● EXTRAIT
L’action de la Banque nationale suisse (BNS) durant la crise sanitaire provoquée par le coronavirus va se concentrer sur un aspect: éviter à l’économie réelle une pénurie de liquidités. Refusant de céder à la surenchère en matière de taux négatifs, l’institut d’émission a préféré soulager les banques.

Ceux qui s’attendaient à des annonces fracassantes ont été pour leurs frais jeudi. Même dans la situation exceptionnelle de pandémie de coronavirus, la BNS est restée fidèle à elle-même et privilégié la politique monétaire des petits pas en reconduisant son taux directeur à -0,75% et en poursuivant ses interventions sur le marché des devises.

La vigilance reste de mise et des mesures sont envisagées «si nécessaire» pour garantir l’approvisionnement en liquidités des marchés, a indiqué la BNS dans un communiqué. L’institut d’émission a assuré que le système financier disposait actuellement de suffisamment de liquidités. Il travaille de concert avec le Conseil fédéral pour soutenir l’économie.

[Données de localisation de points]
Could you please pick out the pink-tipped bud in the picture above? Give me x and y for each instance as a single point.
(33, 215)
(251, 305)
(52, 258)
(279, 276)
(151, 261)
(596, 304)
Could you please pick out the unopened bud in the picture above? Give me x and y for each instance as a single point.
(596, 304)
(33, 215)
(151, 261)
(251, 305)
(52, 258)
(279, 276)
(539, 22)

...

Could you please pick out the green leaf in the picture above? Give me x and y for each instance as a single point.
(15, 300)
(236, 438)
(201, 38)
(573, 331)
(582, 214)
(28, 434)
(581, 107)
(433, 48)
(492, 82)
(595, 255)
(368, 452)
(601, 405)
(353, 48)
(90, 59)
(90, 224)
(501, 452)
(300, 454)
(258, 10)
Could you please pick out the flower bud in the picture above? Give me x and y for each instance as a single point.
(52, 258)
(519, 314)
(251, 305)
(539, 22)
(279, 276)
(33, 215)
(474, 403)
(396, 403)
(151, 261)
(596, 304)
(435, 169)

* * *

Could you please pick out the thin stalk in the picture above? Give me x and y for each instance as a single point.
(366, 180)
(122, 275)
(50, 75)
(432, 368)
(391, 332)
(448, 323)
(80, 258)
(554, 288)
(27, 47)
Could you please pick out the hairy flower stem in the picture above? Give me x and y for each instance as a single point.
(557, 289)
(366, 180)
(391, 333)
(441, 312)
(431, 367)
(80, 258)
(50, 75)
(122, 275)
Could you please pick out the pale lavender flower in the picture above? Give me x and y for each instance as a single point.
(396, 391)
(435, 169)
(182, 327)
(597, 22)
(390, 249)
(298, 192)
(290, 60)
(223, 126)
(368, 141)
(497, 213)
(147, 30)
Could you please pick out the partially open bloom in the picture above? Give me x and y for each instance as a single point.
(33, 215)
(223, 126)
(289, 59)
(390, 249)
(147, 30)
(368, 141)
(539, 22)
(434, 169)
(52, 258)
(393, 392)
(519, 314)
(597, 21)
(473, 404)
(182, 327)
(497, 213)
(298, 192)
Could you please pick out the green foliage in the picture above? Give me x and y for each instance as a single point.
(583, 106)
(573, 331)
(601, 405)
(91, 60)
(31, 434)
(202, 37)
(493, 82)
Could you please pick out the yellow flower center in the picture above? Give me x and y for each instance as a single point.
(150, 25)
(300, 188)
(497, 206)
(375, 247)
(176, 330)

● TRAVAIL À RÉALISER
Recopiez le passage de l'extrait sur la Banque nationale suisse compris entre «L’action de la» et «soulager les banques.», inclus, en substituant «aider» à «soulager».

● RÉPONSE ATTENDUE
L’action de la Banque nationale suisse (BNS) durant la crise sanitaire provoquée par le coronavirus va se concentrer sur un aspect: éviter à l’économie réelle une pénurie de liquidités. Refusant de céder à la surenchère en matière de taux négatifs, l’institut d’émission a préféré aider les banques.